=== YOUR GOAL ===
Report each line of the records below that contains the word "correct".

Data pulled from a collection:
________________________________________
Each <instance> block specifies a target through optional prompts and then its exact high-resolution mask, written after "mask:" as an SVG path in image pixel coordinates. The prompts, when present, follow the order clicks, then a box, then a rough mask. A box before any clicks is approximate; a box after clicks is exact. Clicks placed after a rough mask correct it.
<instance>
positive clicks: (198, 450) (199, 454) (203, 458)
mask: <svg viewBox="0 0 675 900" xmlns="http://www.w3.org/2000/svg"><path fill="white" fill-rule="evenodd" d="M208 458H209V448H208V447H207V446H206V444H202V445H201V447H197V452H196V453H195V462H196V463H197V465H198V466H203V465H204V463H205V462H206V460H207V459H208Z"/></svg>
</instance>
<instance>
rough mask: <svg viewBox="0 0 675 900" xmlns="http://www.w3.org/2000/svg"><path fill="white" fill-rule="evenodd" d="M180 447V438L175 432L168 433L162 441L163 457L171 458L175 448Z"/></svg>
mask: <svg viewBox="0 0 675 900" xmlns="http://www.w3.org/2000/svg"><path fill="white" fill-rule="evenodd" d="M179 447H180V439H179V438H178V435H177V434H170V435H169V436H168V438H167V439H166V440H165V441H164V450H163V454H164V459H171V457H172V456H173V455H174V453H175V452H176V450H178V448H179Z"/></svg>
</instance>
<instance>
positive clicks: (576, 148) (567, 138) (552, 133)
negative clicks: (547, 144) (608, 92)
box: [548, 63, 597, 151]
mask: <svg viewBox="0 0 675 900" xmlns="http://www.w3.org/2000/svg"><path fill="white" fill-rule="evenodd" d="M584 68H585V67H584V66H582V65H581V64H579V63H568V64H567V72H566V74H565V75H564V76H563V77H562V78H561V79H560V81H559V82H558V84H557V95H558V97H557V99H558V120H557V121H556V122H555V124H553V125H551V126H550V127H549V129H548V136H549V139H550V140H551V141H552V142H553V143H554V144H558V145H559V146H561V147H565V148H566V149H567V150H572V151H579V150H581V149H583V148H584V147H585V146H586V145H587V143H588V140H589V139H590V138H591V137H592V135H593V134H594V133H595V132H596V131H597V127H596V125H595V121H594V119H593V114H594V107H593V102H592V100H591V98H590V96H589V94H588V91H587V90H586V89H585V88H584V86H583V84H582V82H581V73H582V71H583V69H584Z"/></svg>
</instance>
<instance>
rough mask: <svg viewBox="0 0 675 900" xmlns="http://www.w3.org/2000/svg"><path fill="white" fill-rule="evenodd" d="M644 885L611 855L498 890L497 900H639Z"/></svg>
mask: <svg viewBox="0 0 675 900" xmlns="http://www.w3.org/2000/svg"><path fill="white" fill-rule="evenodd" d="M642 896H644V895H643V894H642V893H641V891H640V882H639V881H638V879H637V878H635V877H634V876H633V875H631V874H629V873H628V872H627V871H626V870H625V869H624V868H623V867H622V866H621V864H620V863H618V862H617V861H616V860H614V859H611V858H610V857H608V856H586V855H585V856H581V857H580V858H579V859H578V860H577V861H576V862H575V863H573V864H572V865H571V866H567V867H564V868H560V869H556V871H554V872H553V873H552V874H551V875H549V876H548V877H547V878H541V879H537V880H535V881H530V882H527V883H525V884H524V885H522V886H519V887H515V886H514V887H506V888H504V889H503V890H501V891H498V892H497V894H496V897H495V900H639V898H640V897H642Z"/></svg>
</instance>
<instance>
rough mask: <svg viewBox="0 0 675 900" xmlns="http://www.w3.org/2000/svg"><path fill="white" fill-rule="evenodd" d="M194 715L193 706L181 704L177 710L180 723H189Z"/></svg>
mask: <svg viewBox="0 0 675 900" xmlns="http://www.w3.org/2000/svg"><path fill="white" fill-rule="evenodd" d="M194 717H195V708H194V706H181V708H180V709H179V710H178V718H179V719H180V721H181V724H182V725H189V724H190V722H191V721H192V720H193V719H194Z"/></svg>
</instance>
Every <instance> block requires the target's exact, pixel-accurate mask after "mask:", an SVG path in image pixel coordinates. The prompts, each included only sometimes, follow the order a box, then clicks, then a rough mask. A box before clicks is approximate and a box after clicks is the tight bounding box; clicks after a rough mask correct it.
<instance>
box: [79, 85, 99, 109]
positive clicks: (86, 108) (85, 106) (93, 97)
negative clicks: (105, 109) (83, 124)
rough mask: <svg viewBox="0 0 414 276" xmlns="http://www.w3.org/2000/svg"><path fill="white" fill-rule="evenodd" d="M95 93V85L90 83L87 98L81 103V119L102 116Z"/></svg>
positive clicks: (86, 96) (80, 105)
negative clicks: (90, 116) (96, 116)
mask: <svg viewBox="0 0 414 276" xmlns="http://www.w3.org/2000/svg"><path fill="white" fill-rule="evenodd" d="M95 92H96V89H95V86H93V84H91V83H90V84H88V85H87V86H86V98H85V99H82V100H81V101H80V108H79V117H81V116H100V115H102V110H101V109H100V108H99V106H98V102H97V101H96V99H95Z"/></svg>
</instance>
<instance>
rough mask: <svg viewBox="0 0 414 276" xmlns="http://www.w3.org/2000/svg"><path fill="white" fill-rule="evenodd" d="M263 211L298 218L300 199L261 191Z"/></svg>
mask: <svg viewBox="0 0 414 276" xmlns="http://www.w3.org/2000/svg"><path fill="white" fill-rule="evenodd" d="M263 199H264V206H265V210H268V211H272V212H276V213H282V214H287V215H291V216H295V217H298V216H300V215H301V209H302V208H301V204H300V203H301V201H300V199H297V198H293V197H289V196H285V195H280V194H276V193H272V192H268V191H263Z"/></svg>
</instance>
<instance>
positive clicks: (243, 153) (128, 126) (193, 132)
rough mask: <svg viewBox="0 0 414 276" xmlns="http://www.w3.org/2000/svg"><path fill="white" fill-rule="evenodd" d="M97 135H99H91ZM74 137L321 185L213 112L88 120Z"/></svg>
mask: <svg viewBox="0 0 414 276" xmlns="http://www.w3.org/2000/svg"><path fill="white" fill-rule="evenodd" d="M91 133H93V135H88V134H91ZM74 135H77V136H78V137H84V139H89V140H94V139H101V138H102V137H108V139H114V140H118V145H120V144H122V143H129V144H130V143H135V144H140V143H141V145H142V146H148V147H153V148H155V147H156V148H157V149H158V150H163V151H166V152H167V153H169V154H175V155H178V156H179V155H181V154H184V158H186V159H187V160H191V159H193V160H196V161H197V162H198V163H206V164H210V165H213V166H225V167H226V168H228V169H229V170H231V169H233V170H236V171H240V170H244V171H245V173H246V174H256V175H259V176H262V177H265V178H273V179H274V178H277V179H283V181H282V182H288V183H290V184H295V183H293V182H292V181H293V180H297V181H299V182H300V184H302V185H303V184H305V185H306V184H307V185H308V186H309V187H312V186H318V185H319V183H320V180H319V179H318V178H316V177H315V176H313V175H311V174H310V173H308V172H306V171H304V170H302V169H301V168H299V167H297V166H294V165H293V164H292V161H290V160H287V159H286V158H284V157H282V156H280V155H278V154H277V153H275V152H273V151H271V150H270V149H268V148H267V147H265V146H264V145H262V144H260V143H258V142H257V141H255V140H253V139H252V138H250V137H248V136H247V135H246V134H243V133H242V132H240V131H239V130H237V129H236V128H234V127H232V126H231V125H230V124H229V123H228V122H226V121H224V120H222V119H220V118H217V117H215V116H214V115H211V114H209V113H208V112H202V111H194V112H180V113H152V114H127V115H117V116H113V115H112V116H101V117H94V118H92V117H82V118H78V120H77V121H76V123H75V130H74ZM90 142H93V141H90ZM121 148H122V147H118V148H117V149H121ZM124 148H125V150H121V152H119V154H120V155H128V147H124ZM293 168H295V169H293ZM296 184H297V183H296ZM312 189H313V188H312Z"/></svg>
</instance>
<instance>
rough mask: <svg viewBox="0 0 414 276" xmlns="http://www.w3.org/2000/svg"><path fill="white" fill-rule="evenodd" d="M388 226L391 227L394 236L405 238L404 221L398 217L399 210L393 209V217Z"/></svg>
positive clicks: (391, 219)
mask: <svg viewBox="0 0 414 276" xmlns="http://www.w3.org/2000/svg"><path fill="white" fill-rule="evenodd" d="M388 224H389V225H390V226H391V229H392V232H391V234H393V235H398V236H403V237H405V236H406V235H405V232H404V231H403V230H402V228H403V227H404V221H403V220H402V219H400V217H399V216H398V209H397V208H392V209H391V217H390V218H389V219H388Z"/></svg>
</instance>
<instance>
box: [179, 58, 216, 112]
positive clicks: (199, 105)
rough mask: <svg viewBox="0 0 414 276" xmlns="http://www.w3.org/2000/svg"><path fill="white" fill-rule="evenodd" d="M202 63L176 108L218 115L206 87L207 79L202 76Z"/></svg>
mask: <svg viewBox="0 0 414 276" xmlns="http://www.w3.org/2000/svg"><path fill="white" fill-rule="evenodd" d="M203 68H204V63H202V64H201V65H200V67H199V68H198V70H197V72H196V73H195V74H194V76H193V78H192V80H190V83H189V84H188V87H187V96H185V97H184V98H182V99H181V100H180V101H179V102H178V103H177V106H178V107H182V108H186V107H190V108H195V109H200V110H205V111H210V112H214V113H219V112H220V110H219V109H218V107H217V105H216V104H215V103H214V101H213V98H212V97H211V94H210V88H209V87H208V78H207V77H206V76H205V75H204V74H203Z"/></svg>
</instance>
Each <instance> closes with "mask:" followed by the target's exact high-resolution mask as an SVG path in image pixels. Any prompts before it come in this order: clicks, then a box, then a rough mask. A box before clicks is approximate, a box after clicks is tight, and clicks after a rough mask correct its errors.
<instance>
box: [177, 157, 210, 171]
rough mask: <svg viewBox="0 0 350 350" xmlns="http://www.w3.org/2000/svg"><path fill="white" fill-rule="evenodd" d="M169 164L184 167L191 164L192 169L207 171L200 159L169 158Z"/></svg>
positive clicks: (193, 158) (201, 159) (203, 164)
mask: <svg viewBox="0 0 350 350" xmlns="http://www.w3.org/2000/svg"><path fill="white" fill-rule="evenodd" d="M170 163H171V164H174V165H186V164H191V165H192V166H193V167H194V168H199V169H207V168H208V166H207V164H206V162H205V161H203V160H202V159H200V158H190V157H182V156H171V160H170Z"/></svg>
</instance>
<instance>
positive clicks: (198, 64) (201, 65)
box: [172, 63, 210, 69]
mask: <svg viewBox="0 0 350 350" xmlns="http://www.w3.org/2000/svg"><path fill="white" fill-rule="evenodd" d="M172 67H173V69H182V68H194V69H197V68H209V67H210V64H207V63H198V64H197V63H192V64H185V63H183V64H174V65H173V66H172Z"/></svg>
________________________________________
=== SOLUTION TO THE PROBLEM ===
Each <instance> block specifies a target through optional prompts and then its exact high-resolution mask, written after "mask:" as an SVG path in image pixel coordinates. The prompts, when present, follow the order clicks, then a box, then a rough mask. A box before any clicks is approximate; a box after clicks is exact. Clicks placed after a rough mask correct it.
Every <instance> block requires the target's exact, pixel-accurate mask after "mask:", an SVG path in image pixel coordinates. The prompts, each included only sometimes, follow the order a box, then clicks, then a rough mask. A box before clicks is approximate and a box after clicks is the tight bounding box; clicks after a rough mask correct it.
Each <instance> closes with "mask:" followed by the target's exact high-resolution mask as an SVG path in image pixels. Any prompts before it come in this order: clicks, then a box, then a rough mask. A box before clicks is approximate, a box after clicks is tight, and clicks after a rough mask correct its errors.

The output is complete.